А умираем молодыми и чаще, чем во всех других странах. Почему?

Американец честно признался, что за двадцать лет он так и не нашел ответа на этот вопрос.

Кризис? Так он везде кризис. Неуверенность в завтрашнем дне? А кто уверен, скажите пожалуйста? И не надо на перестройку и «лихие девяностые» кивать — тенденция началась гораздо раньше, сразу после окончания хрущевской оттепели.

Такие дела.

"Есть некий специфический русский фактор, которому я никак не могу найти определения. Вероятно, он скрывается в области коллективного бессознательного«,— заключает ученый.

«Правильно!» — бурно отозвались читатели в интернете.

Русские всегда чувствуют себя несчастными, даже когда для этого нет никакого объективного повода.

И я вспомнила своего знакомого, который работал переводчиком в Пекине и однажды рассказал весьма примечательную историю. Как раз в тему.

Едет он, стало быть, по китайской столице на какое-то ответственное мероприятие — форум там или симпозиум, неважно. Погода мерзкая — ветер и дождь. А на душе у него еще гаже. И вдруг замечает у обочины китайца, который торгует с лотка грошовыми тапочками. Тот стоит под дождем, улыбается, и лицо у него абсолютно счастливое. «Надо же, — подумал молодой человек. — У меня два высших образования, я хорошо зарабатываю, на мне туфли за двести долларов, я еду в дорогой машине встречаться с потрясающе интересными людьми, никто из моих близких не заболел и не умер, и я — несчастен. А этот продает тапочки за две копейки, зарабатывает себе на чашку риса в день, мокнет под дождем — и счастлив. Удивительно».

Да уж.
Но вот это — и есть отгадка.

А к чукчам я не зря примазалась. Отдаленные мои предки — коренные камчадалы. Там три народности живут — коряки, ительмены и чукчи. Мама говорила, что наши пра-пра — ительмены. Вероятно, она их себе из филологических соображений в пращуры выбрала: слово незнакомое, а потому звучит интеллигентно.

Ну а мне больше нравятся чукчи.

Они смешнее.

И к тому же — всегда ждут рассвета.

Значит, почти счастливы.

* * * *

§ **Задания**
1. Определите, соответствуют ли утверждения (а), (б) и (в) отрывку о несчастливости русских. Для каждого ответьте «да» или «нет» и приведите решающие слова отрывка точной цитатой.
(а) Американец за двадцать лет нашел ответ на свой вопрос.
(б) Знакомый из отрывка работал переводчиком в Пекине.
(в) Мама называла своими далекими предками чукчей.
2. Продолжите отрывок о несчастливости русских с того места, где он заканчивается.

§ **Предоставленные записи**
* * * *

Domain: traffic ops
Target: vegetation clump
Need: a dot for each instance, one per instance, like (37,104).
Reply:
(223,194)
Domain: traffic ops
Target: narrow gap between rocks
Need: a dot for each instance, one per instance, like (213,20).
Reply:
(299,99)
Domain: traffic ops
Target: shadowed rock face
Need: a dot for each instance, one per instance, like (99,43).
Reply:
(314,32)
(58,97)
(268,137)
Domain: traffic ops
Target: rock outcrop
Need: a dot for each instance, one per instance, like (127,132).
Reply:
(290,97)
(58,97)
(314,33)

* * * *

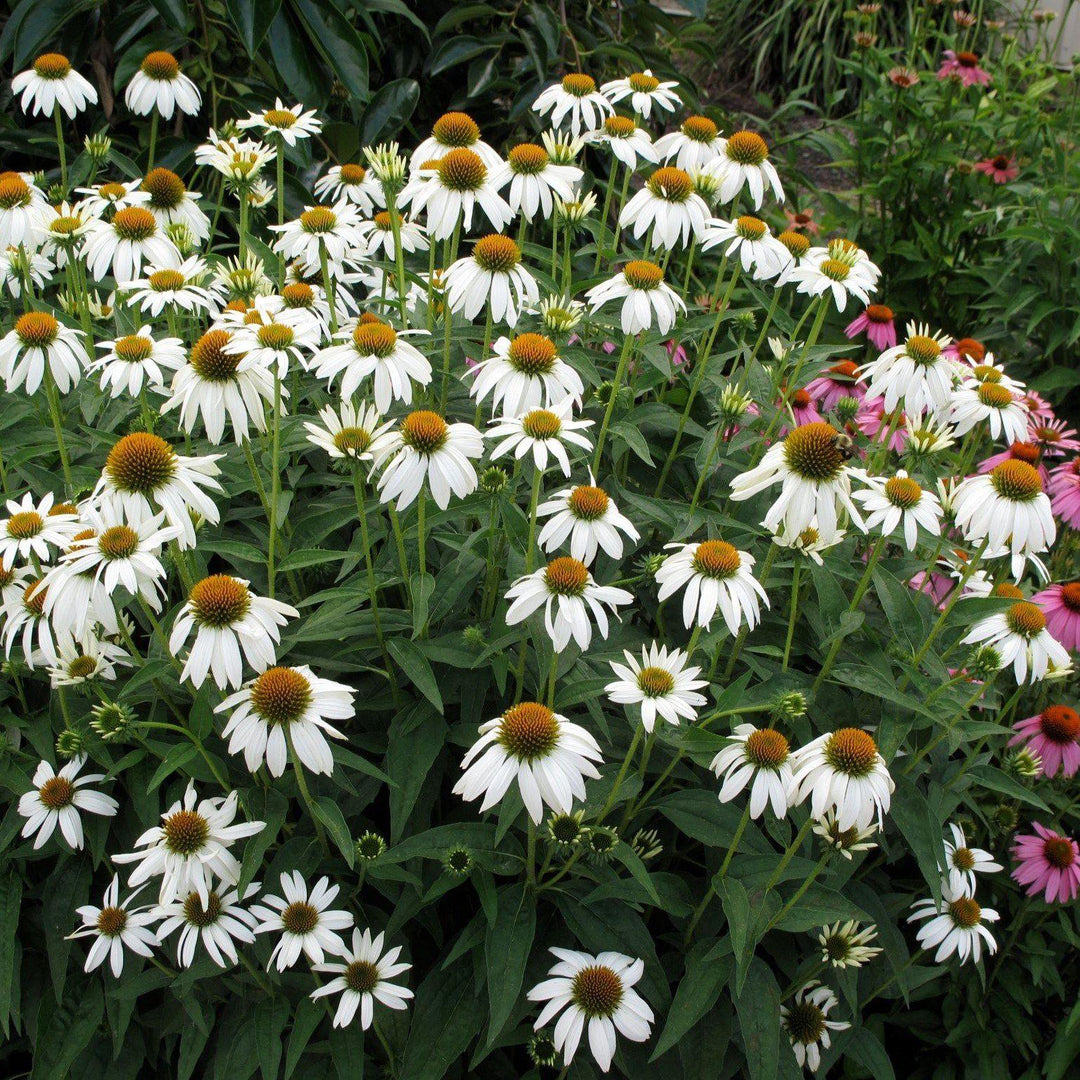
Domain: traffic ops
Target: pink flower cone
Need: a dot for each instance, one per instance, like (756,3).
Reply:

* * * *

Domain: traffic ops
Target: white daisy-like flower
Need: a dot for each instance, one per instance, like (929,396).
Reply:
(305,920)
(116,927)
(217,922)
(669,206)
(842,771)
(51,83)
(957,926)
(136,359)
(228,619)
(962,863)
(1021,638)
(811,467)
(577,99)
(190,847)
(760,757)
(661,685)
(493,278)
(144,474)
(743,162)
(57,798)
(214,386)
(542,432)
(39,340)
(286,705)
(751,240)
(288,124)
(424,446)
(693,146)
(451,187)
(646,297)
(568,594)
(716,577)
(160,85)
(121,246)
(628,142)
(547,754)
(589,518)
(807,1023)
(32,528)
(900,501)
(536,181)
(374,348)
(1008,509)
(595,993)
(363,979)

* * * *

§ **Ответы**
1.
(а) Нет: «за двадцать лет он так и не нашел ответа на этот вопрос».
(б) Да: «работал переводчиком в Пекине».
(в) Нет: «Мама говорила, что наши пра-пра — ительмены».

2.
Туда, где цветут лимоны

Мне иногда говорят читатели: мол, Александра Викторовна, почему вы никогда о любви не пишете? А что о ней писать — все уже давно написано, к сожалению. Могу только какие-нибудь глупости вспомнить.

Например, папочка мой меня однажды сильно насмешил.

Он в молодости был повесой (сам признавался, причем с гордостью), девушки это чувствовали и словам его не шибко доверяли.

А некоторые, особо требовательные, просили совершить какой-нибудь отчаянный поступок во имя и в доказательство.

Так вот, чтоб одна красотка поверила в его бессмертную любовь, отец сточил на ее глазах пять лимонов. Без сахара.

Что характерно, не подавился и худо ему не стало.

Ну, чуть-чуть, рассказывал, изжога потом помучила, ерунда.

Девушка зато впечатлилась.

К счастью, это была не моя мама.

Моя была все же поумнее.

А эта уж вовсе какая-то недотепа попалась. Пять лимонов ее поразили, надо же.

Идиотка.

И вот вам еще одна история про любовь, ближе к нашим временам, и куда более печальная.

Жила-была в Хабаровске в начале 90-х годов одна симпатичная умненькая девочка. Студентка. И угораздило ее влюбиться во взрослого женатого мужика. Полного разгильдяя.

Тому, разумеется, было лестно, что такая славная умная девочка его любит, но не более того.

Разводиться и заново жениться он ни одной секунды не собирался, а девочка-то ждала, надеялась, всякие картины грядущего семейного счастья себе рисовала...

Но, поскольку была умна, быстро поняла, что ее персональный Город Солнца — такая же утопия, как и все остальные Города Солнца, плюнула на предмет своей девичьей мечты и скоропалительно вышла замуж за молодого человека, который, в свою очередь, был в нее безответно влюблен и чуть с ума не сошел от радости, когда девочка вдруг согласилась.

Он, наивный, подумал, что она его тоже вдруг полюбила. Ну, оценила наконец его беспримерную преданность, а также редкий ум и талант.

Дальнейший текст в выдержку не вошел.